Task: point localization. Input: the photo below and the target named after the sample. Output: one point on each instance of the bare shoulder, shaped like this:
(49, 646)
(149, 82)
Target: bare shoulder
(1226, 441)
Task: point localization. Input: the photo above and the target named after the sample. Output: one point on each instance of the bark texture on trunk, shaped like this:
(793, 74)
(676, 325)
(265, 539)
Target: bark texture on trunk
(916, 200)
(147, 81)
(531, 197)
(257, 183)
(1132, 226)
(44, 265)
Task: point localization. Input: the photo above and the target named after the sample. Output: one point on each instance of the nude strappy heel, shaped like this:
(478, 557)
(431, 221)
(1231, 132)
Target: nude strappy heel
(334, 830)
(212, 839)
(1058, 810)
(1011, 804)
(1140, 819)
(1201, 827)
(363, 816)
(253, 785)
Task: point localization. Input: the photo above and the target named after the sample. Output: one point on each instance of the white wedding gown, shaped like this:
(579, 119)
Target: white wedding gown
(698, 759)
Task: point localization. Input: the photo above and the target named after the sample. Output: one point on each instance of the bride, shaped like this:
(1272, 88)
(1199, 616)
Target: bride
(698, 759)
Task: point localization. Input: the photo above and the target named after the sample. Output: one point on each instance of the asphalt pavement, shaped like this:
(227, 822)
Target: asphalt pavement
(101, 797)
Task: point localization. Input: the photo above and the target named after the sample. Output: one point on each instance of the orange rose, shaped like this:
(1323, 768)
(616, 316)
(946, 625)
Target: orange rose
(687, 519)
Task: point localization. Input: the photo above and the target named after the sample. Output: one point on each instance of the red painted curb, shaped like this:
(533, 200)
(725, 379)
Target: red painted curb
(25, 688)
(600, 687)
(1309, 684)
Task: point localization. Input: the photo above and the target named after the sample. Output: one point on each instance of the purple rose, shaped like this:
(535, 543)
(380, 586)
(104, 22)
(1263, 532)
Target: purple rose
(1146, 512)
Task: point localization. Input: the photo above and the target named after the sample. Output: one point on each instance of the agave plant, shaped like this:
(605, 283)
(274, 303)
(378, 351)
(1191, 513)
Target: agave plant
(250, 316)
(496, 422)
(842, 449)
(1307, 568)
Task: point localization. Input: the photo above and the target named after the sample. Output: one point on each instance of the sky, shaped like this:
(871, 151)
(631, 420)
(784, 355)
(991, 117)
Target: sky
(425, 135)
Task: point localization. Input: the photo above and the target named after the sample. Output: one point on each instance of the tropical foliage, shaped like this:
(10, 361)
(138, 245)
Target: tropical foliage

____________

§ SHORT EXERCISE: Render all of the lines above as a Markdown table with two columns, Index and Text. Give each line a row number and leave out any blank lines.

§ RESPONSE TO THE EXERCISE:
| Index | Text |
|---|---|
| 1 | Task: point localization. Input: the photo below and the target named after the sample. Output: one point on each instance of the bare shoulder, shaped like this: |
| 2 | (49, 646) |
| 3 | (149, 82) |
| 4 | Target: bare shoulder |
| 5 | (1226, 441) |
| 6 | Task: point localization. Input: the photo above and the target named after the sample. Output: one point on each instance of the bark texture on trunk, shaped like this: |
| 7 | (793, 74) |
| 8 | (676, 325) |
| 9 | (265, 539) |
| 10 | Target: bark texture on trunk |
| 11 | (916, 200) |
| 12 | (147, 81) |
| 13 | (531, 197) |
| 14 | (257, 183) |
| 15 | (1132, 226) |
| 16 | (44, 265) |
| 17 | Task: point localization. Input: the photo above and the target named after the sample. Output: one point on each instance of the nude strappy heel, shaped like this: |
| 18 | (478, 557) |
| 19 | (431, 221) |
| 20 | (1231, 132) |
| 21 | Target: nude strappy heel |
| 22 | (334, 830) |
| 23 | (212, 839) |
| 24 | (1058, 810) |
| 25 | (1011, 804) |
| 26 | (1140, 819) |
| 27 | (1201, 827) |
| 28 | (363, 816) |
| 29 | (253, 785) |
| 30 | Task: point localization. Input: the photo above and the target named after the sample. Output: one point on each instance of the white wedding gown, shaped like this: |
| 31 | (579, 119) |
| 32 | Target: white wedding gown |
| 33 | (698, 759) |
| 34 | Task: point localization. Input: the photo above and the target named after the sample. Output: one point on each instance of the bride, shaped like this: |
| 35 | (1272, 88) |
| 36 | (1199, 616) |
| 37 | Target: bride |
| 38 | (698, 759) |
| 39 | Task: point localization. Input: the photo above and the target named after the sample. Output: one point on each instance of the asphalt pavement, shaped like this: |
| 40 | (227, 822) |
| 41 | Target: asphalt pavement |
| 42 | (101, 797) |
| 43 | Task: point localization. Input: the photo above and the target named after the sample. Output: one point on each instance of the orange rose, shaped like this: |
| 44 | (1323, 768) |
| 45 | (616, 316) |
| 46 | (946, 625) |
| 47 | Target: orange rose |
| 48 | (687, 519) |
| 49 | Task: point localization. Input: the photo above and the target named after the sample. Output: one point on each instance of the red painted curb, shaped like this: |
| 50 | (533, 200) |
| 51 | (725, 379) |
| 52 | Target: red painted curb |
| 53 | (25, 688) |
| 54 | (600, 687) |
| 55 | (1309, 684) |
| 56 | Task: point localization. Input: the photo above and the target named after the sample. Output: one point on each instance of the purple rose, shaped like this: |
| 57 | (535, 543) |
| 58 | (380, 586) |
| 59 | (104, 22) |
| 60 | (1263, 532) |
| 61 | Target: purple rose |
| 62 | (1146, 512) |
| 63 | Task: point localization. Input: the photo above and the target named after the sample. Output: one point on each instance of the agave plant, shaped like this: |
| 64 | (605, 283) |
| 65 | (274, 303) |
| 66 | (378, 351) |
| 67 | (1191, 513) |
| 68 | Target: agave plant |
| 69 | (250, 316) |
| 70 | (496, 422) |
| 71 | (842, 449) |
| 72 | (1307, 568) |
| 73 | Task: point localization. Input: the photo above and the target named after the sample. Output: one point on each instance of the sky, shaped like this: |
| 74 | (871, 151) |
| 75 | (631, 420) |
| 76 | (784, 355) |
| 77 | (991, 117) |
| 78 | Target: sky |
| 79 | (425, 135) |
| 80 | Task: point localization. Input: the photo above and the target named after the sample. Output: one point on each instance of the tropical foliage, shaped like this: |
| 81 | (10, 361) |
| 82 | (138, 245) |
| 83 | Target: tropical foliage |